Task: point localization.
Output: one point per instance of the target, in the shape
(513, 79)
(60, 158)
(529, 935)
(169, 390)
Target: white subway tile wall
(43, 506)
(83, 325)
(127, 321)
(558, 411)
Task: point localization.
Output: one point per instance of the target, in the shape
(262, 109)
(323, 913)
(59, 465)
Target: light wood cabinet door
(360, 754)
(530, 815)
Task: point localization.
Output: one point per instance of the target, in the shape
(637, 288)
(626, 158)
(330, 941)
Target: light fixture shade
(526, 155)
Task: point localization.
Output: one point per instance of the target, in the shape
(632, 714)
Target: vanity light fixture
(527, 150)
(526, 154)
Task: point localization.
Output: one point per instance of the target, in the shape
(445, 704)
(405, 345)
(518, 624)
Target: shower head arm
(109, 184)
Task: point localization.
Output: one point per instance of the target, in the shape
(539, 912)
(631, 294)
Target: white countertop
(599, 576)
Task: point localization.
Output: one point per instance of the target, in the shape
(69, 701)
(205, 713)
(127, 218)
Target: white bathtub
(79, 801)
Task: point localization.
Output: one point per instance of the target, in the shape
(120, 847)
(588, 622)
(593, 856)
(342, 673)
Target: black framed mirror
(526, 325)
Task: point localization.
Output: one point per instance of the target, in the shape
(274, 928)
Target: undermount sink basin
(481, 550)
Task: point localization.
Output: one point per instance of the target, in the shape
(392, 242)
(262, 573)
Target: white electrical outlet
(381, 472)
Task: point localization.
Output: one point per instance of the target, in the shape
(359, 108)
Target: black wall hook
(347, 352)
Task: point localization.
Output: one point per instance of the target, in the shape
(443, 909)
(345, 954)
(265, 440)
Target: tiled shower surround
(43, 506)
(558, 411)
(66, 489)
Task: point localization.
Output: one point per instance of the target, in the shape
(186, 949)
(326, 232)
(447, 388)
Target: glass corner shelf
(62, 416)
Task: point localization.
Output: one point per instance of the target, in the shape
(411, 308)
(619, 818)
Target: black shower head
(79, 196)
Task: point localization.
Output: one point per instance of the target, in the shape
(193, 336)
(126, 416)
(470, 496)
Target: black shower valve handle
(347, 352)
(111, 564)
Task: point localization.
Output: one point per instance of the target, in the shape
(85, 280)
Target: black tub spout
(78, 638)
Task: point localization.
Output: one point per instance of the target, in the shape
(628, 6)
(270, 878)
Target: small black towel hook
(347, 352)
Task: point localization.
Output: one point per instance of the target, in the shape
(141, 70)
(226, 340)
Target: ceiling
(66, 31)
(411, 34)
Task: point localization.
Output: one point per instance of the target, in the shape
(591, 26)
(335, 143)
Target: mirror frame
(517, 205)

-----

About this task |
Give each line of the records above again, unchanged.

Answer to the problem |
Task: point localization.
Output: one point per instance of the target, in the shape
(513, 79)
(60, 158)
(529, 935)
(169, 390)
Target: white subway tile wall
(43, 506)
(83, 325)
(127, 321)
(558, 411)
Task: point localization.
Output: one point per instance of the target, in the shape
(262, 109)
(323, 913)
(59, 465)
Target: light wood cabinet door
(360, 754)
(530, 815)
Task: point localization.
Output: one point per instance of the target, in the shape
(637, 288)
(626, 158)
(330, 941)
Target: light fixture shade
(526, 155)
Task: point localization.
Output: one point per instance of the target, in the shape
(632, 714)
Target: vanity light fixture
(527, 150)
(526, 154)
Task: point localization.
Output: one point per instance of the target, in the shape
(445, 704)
(405, 345)
(518, 624)
Target: shower head arm
(109, 184)
Task: point localization.
Output: one point per instance of the target, in the shape
(539, 912)
(631, 294)
Target: white countertop
(599, 576)
Task: point localization.
Output: one point per instance of the target, in the shape
(69, 701)
(205, 713)
(127, 218)
Target: white bathtub
(79, 801)
Task: point localization.
Output: one point per instance of the target, in the shape
(120, 847)
(588, 622)
(593, 856)
(342, 673)
Target: black framed mirror
(526, 325)
Task: point localization.
Output: one point per instance of the target, in the shape
(274, 928)
Target: undermount sink basin
(481, 550)
Task: point localization.
Output: one point per instance of the target, in the shape
(392, 242)
(262, 573)
Target: white electrical outlet
(381, 472)
Task: point localization.
Output: one point per instance of the target, in the shape
(359, 108)
Target: black wall hook
(347, 352)
Task: point localization.
Output: one point per instance of the target, in the shape
(443, 909)
(345, 954)
(265, 440)
Target: tiled shower surround
(43, 506)
(558, 411)
(66, 489)
Task: point localization.
Output: one point per instance of the target, in the shape
(186, 949)
(326, 232)
(447, 388)
Target: glass corner shelf
(62, 416)
Task: point localization.
Output: one point per instance of the target, in the shape
(411, 308)
(619, 818)
Target: black shower head
(79, 196)
Task: point localization.
Output: one point per instance of the target, in the shape
(193, 336)
(126, 416)
(470, 496)
Target: black shower valve handle
(347, 352)
(111, 564)
Task: point localization.
Output: one point per instance of the target, in the shape
(85, 280)
Target: black tub spout
(78, 638)
Task: point localization.
Output: one point per instance of the target, in the shape
(628, 6)
(270, 878)
Target: small black towel hook
(347, 352)
Task: point localization.
Output: one point per instance of the target, in the shape
(141, 70)
(226, 340)
Target: ceiling
(66, 31)
(411, 34)
Task: point localization.
Output: one point per instance of the target, in the shape
(591, 26)
(335, 143)
Target: mirror frame
(517, 205)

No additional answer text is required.